Excerpt:

------------

Can anyone tell me how to link my excel spreadsheet? Or share it? (I haven't been on here in a long time, sorry)

Where I live we have long winters, so I use the cold chilly nights to catalog purchases I overlooked, but almost everything!

I keep my camera handy, my laptop and once you start doing this I swear you will be obsessed.

Take pics, general pics, immediately put them on the computer. Don't wait because it gets overwhelming.

Create a photograph folder for each room in your house. Add photographs of each room with general description. Because it can be overwhelming, first take general pics of your living room, dining room, kitchen, etc. And you really should catalog everything.

I have a large 3-ring binder with sheet protectors. I keep a photocopy of my receipts in here. Anything major of value that you purchase keep in here. Washers, dryers, artwork, appliances, etc. Keep the warranties in here along with receipts. Great when you need to have something repaired.

I keep a disk with photograph details, original receipts in my husband's office as my backup.

------------

Entries provided:
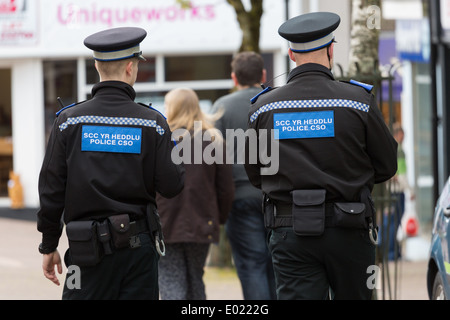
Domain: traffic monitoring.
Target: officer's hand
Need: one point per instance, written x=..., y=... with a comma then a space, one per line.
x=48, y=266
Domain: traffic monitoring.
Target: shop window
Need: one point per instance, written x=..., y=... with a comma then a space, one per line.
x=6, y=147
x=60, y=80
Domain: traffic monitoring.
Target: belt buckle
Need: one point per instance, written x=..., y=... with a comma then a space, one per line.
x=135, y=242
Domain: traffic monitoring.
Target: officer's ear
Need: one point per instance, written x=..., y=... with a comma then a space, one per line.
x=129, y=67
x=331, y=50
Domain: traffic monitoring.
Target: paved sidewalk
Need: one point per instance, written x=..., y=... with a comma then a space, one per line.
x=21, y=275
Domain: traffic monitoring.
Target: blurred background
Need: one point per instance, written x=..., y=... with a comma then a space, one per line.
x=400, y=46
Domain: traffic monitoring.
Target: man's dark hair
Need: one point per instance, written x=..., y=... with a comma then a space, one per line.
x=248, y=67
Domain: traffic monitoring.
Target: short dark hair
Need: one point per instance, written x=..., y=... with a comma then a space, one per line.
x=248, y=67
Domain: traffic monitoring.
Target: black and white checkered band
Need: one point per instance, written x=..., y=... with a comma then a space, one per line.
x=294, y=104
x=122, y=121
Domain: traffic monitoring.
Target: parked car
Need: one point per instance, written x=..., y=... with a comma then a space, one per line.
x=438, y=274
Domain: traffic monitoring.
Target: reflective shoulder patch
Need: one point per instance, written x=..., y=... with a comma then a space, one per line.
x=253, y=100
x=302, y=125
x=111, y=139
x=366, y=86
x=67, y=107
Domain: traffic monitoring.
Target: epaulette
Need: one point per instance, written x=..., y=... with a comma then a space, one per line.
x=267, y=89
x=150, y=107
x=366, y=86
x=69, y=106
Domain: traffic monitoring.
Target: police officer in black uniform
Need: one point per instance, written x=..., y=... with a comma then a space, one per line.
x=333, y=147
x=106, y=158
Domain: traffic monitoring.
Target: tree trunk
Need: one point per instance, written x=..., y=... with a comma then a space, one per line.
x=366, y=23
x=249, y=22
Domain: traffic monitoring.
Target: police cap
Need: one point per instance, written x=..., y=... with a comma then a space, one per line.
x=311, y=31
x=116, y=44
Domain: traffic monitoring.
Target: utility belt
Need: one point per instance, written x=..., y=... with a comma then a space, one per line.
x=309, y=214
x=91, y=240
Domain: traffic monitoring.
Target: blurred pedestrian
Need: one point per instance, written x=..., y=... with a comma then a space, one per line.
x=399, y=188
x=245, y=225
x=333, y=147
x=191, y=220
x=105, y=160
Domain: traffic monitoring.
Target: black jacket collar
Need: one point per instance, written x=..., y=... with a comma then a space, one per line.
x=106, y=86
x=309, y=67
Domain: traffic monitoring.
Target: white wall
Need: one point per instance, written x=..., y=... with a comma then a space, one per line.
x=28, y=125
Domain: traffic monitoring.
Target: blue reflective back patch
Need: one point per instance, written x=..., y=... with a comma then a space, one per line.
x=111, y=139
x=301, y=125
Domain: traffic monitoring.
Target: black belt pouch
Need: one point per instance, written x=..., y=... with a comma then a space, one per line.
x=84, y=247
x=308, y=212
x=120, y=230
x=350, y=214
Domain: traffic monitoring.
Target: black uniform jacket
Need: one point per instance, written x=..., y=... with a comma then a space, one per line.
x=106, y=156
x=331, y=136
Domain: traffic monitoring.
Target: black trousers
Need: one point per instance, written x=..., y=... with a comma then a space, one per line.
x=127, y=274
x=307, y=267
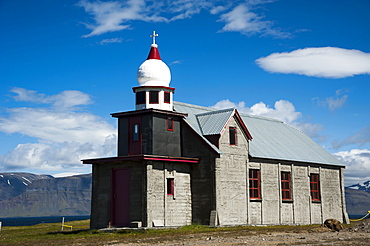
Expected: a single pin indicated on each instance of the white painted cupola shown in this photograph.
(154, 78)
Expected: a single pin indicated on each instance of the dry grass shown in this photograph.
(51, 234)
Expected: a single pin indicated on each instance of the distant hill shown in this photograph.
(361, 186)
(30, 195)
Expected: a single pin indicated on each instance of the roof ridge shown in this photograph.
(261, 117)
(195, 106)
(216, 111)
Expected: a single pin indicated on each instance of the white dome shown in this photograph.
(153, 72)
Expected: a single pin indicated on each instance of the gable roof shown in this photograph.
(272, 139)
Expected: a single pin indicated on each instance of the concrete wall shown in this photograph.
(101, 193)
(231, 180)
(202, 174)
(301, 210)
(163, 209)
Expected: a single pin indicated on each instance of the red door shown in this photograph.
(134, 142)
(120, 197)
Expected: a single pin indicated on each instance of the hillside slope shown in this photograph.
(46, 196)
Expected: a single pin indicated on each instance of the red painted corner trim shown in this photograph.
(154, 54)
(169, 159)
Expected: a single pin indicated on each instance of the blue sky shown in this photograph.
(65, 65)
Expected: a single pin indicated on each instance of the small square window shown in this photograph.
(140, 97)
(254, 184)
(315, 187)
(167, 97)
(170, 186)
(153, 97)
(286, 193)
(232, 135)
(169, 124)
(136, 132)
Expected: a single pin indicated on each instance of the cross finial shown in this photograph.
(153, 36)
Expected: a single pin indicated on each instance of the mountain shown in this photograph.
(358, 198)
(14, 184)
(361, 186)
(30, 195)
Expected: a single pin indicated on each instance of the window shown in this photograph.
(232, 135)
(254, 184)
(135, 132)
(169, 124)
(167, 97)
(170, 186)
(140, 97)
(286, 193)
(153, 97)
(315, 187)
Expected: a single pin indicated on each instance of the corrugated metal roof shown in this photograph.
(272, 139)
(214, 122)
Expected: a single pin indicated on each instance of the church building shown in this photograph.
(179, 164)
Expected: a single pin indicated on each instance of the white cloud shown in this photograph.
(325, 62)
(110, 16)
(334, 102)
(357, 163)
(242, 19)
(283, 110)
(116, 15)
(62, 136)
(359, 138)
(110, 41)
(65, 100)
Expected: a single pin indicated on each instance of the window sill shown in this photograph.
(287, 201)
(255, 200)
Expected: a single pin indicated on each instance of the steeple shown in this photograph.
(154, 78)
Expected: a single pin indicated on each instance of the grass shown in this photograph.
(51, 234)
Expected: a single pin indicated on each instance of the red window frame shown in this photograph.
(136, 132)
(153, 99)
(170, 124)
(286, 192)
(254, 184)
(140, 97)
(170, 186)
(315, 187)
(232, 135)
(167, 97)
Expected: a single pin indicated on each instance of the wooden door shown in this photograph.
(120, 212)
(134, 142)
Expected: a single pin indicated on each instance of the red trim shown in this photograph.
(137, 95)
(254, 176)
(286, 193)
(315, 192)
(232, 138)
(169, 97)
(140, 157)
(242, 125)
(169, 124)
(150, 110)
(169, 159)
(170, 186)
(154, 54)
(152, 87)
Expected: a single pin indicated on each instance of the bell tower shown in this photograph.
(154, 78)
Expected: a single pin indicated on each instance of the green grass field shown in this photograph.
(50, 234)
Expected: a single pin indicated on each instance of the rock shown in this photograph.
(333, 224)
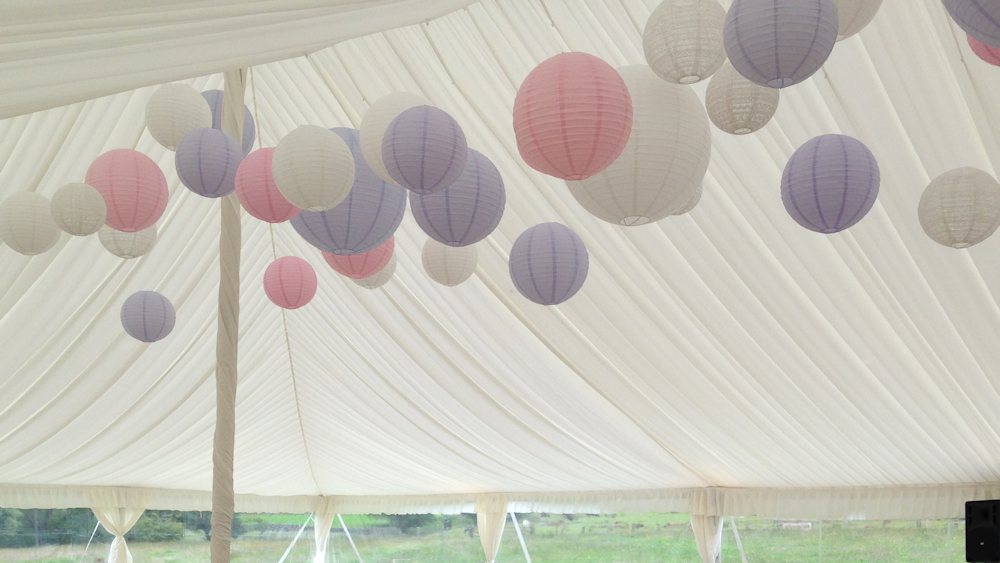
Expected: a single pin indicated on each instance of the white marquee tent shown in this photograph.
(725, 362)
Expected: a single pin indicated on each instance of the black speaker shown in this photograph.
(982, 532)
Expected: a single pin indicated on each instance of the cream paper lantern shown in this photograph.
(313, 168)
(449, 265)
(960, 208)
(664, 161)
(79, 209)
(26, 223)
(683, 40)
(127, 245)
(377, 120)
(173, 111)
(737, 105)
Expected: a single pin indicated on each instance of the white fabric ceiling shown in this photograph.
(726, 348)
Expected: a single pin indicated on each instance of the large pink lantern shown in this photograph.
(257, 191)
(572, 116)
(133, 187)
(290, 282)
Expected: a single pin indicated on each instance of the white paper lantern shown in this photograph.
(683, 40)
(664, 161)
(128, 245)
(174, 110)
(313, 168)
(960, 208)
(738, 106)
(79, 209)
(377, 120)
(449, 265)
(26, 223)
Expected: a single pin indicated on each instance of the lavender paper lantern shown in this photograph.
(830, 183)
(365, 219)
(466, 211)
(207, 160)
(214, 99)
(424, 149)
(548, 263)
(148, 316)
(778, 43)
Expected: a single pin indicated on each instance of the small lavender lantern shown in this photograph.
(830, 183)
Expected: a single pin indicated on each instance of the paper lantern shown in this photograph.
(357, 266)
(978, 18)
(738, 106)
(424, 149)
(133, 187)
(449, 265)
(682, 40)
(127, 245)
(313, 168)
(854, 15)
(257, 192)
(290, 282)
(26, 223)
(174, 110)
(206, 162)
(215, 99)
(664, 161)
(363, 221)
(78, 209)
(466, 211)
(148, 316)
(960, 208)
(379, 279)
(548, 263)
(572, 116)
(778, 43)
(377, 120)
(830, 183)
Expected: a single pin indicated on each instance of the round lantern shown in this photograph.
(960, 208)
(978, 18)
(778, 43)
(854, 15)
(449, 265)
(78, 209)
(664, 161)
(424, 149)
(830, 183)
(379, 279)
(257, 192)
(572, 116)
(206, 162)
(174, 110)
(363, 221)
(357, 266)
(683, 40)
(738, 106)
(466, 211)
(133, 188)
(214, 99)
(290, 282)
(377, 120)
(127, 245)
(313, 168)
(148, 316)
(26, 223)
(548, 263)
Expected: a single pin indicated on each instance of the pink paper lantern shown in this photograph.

------------

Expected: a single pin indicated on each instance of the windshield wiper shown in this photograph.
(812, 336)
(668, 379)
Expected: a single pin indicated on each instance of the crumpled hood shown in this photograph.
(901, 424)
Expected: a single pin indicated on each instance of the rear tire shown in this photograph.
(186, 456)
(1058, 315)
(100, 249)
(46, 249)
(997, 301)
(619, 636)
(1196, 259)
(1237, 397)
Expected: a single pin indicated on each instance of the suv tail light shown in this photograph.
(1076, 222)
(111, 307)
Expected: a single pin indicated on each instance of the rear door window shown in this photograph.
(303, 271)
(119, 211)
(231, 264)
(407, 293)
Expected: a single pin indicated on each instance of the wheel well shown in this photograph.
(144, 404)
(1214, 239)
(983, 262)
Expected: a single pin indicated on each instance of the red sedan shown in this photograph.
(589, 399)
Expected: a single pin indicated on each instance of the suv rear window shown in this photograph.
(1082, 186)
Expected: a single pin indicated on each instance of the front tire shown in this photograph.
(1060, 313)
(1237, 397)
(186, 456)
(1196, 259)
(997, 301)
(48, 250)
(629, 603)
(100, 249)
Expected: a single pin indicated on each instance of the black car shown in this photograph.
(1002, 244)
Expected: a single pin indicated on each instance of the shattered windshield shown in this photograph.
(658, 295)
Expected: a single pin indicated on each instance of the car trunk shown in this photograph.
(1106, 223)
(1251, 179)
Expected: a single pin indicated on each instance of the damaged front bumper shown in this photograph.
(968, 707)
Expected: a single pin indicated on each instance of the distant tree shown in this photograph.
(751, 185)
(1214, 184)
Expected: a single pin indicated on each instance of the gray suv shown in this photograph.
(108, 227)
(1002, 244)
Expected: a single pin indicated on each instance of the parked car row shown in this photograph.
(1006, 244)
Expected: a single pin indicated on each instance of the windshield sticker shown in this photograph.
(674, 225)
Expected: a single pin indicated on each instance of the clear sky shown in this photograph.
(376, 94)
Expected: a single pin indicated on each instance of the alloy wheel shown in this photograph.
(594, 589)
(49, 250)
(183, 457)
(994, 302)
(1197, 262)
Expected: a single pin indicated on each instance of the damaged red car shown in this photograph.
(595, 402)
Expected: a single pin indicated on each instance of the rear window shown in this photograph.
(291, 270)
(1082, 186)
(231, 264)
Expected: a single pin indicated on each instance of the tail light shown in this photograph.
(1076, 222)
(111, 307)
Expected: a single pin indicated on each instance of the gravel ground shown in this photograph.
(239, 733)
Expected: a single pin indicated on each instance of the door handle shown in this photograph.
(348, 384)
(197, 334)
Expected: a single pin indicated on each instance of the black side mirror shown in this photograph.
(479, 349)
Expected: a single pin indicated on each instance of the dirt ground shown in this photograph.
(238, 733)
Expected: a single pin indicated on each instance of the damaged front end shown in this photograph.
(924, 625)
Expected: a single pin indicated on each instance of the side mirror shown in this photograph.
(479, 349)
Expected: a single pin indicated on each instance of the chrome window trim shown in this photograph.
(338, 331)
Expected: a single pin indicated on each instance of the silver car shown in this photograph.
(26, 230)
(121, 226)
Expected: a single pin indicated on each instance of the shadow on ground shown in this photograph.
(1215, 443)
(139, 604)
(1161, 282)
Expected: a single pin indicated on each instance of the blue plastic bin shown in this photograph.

------------

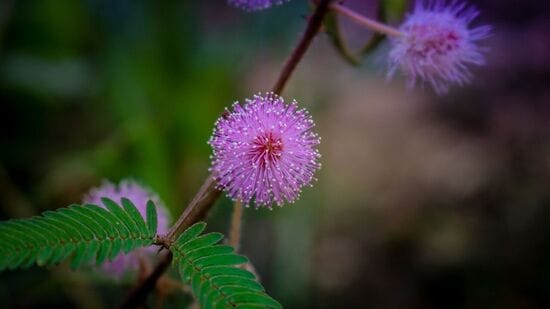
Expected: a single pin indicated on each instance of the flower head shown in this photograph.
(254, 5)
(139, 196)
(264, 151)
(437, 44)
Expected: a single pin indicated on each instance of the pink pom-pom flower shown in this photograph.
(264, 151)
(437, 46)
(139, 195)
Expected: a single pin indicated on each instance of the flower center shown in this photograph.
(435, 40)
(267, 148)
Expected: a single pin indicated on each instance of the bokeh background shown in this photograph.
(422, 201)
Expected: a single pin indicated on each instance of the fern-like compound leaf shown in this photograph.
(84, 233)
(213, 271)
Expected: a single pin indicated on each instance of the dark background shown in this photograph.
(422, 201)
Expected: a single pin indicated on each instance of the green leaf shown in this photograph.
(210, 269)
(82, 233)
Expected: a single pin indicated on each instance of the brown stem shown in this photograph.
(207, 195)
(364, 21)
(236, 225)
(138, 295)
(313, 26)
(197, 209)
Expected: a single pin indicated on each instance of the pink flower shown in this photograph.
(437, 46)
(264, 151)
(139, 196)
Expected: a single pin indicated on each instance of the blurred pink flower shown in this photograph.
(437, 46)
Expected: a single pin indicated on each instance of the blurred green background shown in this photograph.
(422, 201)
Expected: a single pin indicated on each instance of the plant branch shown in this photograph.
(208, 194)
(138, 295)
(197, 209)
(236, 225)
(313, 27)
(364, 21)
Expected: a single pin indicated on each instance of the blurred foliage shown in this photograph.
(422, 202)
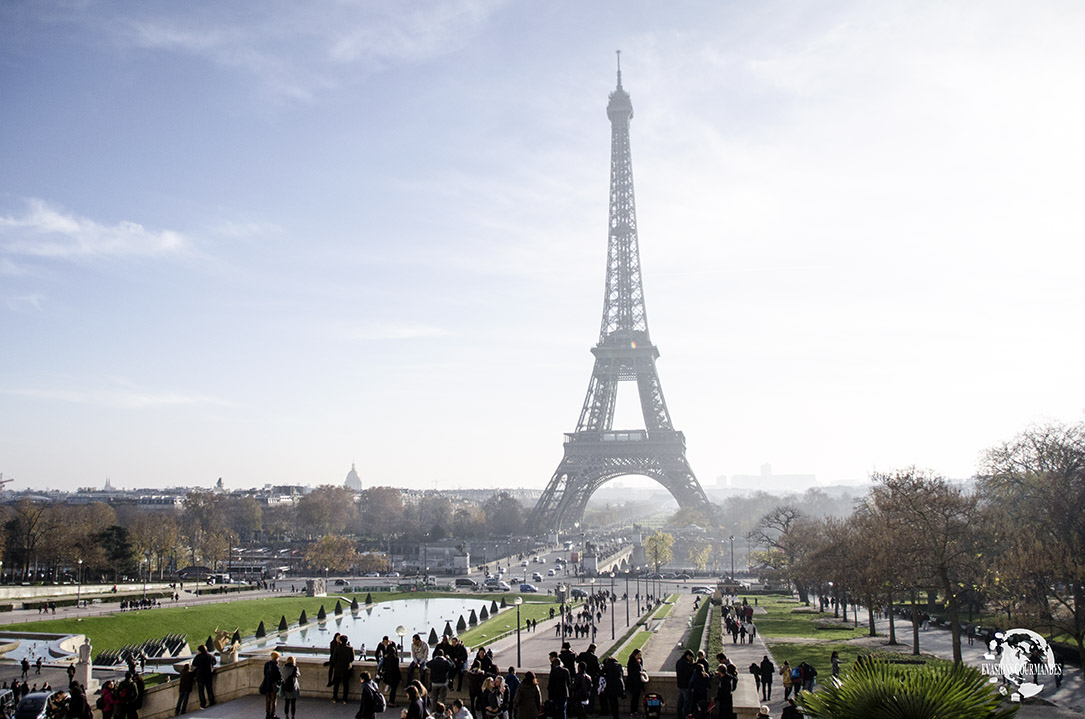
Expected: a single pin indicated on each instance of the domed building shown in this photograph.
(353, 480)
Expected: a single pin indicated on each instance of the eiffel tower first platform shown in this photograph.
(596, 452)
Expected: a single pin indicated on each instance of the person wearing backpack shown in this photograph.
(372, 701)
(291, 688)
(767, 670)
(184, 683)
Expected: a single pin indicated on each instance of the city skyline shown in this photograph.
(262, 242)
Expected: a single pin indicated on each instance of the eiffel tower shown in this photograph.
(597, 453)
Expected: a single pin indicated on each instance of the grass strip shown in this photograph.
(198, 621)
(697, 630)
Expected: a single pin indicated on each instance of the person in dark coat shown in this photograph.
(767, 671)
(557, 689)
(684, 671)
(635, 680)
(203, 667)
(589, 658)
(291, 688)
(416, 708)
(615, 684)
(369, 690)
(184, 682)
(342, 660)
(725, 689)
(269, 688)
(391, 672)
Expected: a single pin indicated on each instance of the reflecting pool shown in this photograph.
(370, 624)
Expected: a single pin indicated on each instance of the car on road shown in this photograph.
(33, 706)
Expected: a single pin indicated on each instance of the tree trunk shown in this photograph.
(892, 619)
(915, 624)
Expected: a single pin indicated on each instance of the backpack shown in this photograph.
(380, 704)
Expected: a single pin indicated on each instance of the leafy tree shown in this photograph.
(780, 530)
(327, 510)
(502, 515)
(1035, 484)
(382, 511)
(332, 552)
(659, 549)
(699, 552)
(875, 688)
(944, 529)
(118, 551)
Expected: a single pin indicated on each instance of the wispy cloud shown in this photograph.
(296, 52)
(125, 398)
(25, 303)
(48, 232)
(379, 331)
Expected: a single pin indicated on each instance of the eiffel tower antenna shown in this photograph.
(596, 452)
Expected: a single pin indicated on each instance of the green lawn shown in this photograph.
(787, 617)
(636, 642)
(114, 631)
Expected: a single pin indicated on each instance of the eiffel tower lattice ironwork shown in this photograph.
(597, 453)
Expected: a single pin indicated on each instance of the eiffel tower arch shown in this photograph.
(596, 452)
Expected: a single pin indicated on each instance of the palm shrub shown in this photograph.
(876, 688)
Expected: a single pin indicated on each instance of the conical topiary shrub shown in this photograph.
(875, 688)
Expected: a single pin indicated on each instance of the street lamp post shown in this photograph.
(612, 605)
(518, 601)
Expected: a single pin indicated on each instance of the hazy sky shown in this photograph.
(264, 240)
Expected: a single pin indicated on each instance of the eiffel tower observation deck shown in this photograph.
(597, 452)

------------

In the post on cataloging household belongings, where is the backup disk of photograph details and original receipts kept?

Final result: In the writer's husband's office.